Ranjona Banerji: Journos with blood lust & more

19 Feb,2019

By Ranjona Banerji


The Pulwama attack and everything that has followed has turned large tranches of the media, especially television, into army generals, strategists, defence ministers, prime ministers, home ministers, foreign affairs ministers and so on. Perhaps that is just as well, since the actual prime ministers, home ministers, foreign affairs ministers and so on are doing very little apart from speechifying.  And let’s not forget one TV journalist who felt that a thundering speech from Prime Minister Narendra Modi was enough to terrify Pakistan and everyone else. So far, there have been any number of speeches and no signs of trembling fear from Pakistan, from Uri to Pulwama. Meanwhile, the chiefs of staff meanwhile are apparently being kept out of security meetings. Under the circumstances, why shouldn’t the talking heads on television run the country?

• REQUIRED ACTIONS
1: According to the Pulwama column, who is apparently being kept out of security meetings?
2: Summarize the Pulwama column in two sentences.
3: Continue the Pulwama column from its last sentence.

• EXERCISE DATA

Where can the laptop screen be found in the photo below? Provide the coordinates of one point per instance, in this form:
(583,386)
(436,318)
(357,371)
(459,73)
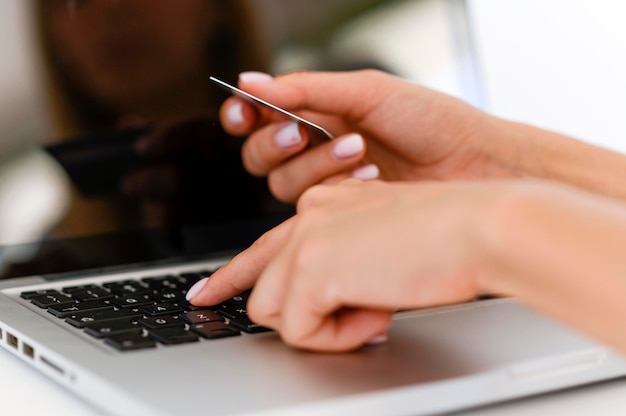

• RESPONSES FOR EACH TASK
1: The chiefs of staff.

2: Since the Pulwama attack, large parts of the media, especially television, have cast themselves as generals, strategists and ministers, while the actual ministers do little beyond making speeches. Despite many speeches, Pakistan has shown no sign of fear from Uri to Pulwama, and with the chiefs of staff apparently kept out of security meetings, the column asks why television's talking heads shouldn't run the country.

3:
It may be true that this reaction from parts of the media was to be expected. Several TV journalists display symptoms of blood lust. (One even wears a combat vest all the time, although he is not a member of the Armed Forces.) The idea of a war, of covering a war, of being part of a war – from suitably far away obviously, preferably a TV studio – has them quivering with excitement. Few people who have been part of an armed encounter react with quite so much fervour. One might argue that thankfully, they are not baying mobs who lynch people. But as we have sadly seen, such media mobs can incite people to violence.

I say this as a journalist, but sitting on TV and deciding what is to be done next, with security issues at hand reeks of stupidity. Mind you, many of these “journalists” will not ask searching questions about the Rafale deal and have bought the Modi government’s bogus argument about “security” concerns about the specifications of the fighter plane. The logic presumably goes: discussing an armed response to a terrorist attack from a dangerous neighbour with huge ramifications for the neighbourhood does not affect national security, but asking why a plane suddenly costs three times its originally negotiated price will destroy India’s security?

How stupid do you have to be?

O yes, a journalist baying for war while shedding crocodile tears about “martyrs” the rest of the time.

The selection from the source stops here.